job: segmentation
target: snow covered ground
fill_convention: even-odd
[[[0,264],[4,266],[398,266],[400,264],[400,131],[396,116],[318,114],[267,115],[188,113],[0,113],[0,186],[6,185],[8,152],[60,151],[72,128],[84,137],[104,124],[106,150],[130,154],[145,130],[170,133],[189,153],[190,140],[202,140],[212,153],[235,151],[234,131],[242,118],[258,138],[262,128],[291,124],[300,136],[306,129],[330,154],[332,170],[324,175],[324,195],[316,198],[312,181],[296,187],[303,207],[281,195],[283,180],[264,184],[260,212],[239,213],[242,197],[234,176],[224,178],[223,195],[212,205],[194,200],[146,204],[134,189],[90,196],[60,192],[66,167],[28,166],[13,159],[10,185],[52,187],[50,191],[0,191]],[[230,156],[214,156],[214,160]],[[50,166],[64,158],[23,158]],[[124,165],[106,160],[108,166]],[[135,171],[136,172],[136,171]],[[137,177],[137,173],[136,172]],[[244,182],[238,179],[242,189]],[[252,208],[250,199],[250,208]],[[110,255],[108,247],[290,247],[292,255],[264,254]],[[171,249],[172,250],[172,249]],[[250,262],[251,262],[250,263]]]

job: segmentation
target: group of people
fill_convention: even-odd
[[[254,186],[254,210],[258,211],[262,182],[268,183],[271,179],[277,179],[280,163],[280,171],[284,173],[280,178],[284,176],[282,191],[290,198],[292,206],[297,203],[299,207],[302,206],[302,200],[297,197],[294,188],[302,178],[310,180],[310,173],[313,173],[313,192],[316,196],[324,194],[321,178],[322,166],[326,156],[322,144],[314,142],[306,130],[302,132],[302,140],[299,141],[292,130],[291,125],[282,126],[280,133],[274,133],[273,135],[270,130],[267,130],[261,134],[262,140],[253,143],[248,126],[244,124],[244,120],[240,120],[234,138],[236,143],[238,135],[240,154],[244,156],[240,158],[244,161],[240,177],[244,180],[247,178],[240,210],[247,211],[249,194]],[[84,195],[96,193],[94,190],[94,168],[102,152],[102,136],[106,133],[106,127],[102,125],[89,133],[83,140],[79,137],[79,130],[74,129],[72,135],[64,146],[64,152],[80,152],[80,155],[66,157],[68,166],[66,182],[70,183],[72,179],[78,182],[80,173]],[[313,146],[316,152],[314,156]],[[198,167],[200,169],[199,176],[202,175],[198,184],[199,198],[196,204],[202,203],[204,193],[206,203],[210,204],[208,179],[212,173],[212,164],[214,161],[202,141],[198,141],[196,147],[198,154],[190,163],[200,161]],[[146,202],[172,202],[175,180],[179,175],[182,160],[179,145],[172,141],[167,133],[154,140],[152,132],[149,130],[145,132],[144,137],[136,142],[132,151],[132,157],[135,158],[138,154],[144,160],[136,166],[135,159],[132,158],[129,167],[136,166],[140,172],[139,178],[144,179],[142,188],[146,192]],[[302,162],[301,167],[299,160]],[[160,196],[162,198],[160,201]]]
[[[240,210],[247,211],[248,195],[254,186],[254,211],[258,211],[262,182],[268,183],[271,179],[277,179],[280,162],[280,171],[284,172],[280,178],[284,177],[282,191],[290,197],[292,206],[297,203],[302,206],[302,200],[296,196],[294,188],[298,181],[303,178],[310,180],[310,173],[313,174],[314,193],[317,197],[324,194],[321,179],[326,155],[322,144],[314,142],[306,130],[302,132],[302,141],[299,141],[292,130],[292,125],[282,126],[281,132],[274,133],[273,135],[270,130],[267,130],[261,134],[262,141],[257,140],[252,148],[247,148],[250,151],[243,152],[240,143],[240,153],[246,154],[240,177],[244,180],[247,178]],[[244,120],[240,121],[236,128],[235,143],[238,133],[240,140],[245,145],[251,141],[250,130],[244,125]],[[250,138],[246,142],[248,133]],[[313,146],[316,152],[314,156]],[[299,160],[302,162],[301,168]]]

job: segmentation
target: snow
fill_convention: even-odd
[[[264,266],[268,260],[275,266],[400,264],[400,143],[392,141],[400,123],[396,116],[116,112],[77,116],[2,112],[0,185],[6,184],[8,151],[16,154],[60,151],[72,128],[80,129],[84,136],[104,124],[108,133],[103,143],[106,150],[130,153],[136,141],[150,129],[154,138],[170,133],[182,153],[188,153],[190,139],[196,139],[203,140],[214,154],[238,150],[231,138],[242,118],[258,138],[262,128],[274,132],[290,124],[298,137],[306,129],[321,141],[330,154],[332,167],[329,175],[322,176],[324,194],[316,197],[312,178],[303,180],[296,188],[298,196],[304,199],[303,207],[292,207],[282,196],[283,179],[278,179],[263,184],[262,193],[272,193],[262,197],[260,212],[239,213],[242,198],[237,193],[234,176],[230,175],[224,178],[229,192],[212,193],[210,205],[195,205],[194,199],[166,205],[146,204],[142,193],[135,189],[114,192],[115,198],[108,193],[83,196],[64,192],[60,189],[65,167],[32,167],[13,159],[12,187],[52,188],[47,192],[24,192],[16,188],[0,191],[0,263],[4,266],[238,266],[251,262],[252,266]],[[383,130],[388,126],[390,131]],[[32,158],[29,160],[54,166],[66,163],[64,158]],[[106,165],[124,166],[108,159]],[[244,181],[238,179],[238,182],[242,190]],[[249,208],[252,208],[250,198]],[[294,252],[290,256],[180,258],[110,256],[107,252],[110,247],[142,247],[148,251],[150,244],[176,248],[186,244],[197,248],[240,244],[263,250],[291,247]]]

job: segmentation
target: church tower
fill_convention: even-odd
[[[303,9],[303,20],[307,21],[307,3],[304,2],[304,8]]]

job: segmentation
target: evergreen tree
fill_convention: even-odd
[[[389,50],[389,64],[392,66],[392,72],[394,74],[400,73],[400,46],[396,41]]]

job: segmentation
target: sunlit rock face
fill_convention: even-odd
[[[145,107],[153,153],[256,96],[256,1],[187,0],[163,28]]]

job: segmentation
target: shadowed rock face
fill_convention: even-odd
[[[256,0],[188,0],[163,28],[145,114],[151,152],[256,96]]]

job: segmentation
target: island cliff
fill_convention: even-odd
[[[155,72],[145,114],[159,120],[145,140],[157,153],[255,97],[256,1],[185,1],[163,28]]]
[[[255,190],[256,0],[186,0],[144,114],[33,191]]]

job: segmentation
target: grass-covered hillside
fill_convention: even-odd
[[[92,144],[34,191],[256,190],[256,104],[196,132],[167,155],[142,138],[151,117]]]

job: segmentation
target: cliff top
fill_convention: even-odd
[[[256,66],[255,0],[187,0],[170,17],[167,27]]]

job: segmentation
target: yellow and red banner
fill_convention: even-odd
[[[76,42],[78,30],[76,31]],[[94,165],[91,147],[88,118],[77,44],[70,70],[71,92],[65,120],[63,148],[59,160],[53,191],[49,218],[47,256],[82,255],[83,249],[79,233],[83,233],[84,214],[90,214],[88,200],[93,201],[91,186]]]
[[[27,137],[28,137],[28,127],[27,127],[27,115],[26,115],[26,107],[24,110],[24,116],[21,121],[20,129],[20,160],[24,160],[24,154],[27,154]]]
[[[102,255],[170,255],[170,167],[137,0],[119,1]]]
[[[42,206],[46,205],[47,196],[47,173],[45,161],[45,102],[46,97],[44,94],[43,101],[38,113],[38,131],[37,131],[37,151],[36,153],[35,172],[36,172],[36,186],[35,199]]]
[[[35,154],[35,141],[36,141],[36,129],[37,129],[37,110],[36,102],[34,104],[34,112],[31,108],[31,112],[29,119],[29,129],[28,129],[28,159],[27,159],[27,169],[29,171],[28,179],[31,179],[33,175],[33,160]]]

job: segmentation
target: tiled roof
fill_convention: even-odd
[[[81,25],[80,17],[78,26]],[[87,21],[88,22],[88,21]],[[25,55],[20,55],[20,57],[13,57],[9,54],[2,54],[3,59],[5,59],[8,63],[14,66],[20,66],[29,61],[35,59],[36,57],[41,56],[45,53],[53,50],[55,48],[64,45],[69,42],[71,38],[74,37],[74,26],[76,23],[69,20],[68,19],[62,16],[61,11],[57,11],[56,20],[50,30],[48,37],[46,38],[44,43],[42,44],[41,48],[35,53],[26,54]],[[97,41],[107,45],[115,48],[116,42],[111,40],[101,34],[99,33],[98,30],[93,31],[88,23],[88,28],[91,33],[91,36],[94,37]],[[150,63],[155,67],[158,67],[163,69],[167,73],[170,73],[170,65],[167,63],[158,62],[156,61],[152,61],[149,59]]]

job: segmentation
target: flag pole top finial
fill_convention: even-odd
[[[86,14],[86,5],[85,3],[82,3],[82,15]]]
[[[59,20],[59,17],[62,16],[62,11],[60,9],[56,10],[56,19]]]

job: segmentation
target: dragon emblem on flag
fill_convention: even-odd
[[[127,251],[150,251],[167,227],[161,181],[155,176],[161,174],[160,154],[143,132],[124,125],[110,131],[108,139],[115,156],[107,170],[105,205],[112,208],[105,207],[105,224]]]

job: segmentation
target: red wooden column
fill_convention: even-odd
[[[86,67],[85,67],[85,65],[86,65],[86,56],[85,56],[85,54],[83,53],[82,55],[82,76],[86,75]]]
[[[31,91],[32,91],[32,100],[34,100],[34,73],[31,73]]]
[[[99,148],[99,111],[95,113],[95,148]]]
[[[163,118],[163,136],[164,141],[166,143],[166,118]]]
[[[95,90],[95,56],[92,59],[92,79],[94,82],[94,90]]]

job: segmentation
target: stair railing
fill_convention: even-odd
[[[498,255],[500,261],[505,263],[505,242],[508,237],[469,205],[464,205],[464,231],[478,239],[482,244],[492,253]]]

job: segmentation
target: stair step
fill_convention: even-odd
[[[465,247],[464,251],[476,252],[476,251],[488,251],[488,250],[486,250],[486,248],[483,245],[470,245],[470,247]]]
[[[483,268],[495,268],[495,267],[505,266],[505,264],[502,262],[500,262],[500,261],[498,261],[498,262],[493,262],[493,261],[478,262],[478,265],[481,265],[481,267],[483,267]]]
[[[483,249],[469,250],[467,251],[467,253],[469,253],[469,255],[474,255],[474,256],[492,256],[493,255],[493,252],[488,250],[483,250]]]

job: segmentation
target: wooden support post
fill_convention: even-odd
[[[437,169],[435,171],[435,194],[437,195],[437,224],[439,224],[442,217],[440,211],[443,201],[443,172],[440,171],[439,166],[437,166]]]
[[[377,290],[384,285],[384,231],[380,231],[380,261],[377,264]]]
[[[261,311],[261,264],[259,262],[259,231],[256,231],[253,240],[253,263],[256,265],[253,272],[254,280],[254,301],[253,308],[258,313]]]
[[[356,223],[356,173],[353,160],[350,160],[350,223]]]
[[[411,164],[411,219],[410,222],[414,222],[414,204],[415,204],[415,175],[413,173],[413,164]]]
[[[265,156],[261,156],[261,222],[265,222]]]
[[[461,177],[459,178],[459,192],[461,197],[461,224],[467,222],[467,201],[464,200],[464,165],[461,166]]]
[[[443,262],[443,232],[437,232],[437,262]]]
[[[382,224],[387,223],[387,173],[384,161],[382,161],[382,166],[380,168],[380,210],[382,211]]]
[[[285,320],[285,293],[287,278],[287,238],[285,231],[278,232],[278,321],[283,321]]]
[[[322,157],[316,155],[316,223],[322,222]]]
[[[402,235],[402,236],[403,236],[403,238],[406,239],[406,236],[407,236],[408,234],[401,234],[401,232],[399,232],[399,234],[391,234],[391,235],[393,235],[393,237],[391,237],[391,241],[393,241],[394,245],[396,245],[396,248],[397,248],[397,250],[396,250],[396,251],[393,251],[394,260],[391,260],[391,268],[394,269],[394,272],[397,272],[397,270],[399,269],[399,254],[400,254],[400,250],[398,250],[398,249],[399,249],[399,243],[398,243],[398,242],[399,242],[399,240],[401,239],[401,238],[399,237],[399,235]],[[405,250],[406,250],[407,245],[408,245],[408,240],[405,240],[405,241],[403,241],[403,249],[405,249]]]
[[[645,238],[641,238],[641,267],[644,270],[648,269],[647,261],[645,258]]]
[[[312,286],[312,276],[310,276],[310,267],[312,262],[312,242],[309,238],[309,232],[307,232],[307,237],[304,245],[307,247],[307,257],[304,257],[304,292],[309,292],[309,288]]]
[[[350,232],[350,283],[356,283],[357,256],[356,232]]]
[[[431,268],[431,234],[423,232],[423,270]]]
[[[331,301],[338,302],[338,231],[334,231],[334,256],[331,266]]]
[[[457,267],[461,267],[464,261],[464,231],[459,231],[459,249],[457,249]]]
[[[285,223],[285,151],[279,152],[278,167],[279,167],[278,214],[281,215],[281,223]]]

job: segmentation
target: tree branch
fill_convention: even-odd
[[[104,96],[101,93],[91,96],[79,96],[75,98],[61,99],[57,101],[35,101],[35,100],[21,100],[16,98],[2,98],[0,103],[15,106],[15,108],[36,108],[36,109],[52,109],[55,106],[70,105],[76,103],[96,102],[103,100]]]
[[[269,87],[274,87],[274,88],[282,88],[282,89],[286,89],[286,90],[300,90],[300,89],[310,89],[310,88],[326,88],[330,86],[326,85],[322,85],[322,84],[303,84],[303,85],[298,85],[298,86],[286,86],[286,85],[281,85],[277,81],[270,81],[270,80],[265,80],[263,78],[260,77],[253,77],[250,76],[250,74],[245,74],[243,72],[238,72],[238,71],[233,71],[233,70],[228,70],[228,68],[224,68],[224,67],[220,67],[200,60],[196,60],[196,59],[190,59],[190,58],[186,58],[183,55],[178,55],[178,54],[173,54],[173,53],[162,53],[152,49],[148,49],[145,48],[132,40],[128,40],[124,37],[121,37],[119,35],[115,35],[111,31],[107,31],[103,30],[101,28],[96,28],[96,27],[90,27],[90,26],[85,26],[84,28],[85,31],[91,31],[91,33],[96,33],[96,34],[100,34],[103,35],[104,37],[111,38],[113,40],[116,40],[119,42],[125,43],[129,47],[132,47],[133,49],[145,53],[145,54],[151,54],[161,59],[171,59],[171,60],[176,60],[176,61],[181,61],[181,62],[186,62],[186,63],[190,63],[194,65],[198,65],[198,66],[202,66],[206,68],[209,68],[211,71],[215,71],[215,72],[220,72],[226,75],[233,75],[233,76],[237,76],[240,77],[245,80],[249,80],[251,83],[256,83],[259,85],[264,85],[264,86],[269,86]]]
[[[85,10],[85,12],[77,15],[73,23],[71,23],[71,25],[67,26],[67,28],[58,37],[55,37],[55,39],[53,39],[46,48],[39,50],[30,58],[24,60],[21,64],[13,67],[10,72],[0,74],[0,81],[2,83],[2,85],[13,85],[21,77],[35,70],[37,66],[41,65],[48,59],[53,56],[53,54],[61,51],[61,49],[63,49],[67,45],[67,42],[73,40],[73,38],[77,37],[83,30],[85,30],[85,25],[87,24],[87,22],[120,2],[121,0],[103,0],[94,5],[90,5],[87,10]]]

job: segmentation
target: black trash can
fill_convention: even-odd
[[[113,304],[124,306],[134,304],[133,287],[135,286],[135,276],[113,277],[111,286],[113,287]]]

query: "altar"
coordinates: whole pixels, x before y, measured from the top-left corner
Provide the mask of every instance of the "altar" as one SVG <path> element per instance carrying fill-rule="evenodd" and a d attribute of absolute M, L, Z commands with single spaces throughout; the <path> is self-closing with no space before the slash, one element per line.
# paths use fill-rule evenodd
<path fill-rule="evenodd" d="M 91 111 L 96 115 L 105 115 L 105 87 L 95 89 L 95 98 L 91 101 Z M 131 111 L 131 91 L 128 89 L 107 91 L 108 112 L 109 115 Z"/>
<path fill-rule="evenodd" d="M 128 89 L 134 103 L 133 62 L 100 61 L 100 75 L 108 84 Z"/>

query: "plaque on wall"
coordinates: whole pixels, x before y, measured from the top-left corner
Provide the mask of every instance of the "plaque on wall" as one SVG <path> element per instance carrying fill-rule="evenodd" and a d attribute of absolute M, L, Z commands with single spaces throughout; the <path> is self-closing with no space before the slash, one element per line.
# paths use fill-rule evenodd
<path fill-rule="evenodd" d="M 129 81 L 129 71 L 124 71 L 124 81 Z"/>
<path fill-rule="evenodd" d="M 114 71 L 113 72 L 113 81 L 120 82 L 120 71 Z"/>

===

Task description
Please identify every line in the entries above that contains the word "rock", and copy each of those lines in full.

Answer to this problem
target: sunlit rock face
target: shadowed rock face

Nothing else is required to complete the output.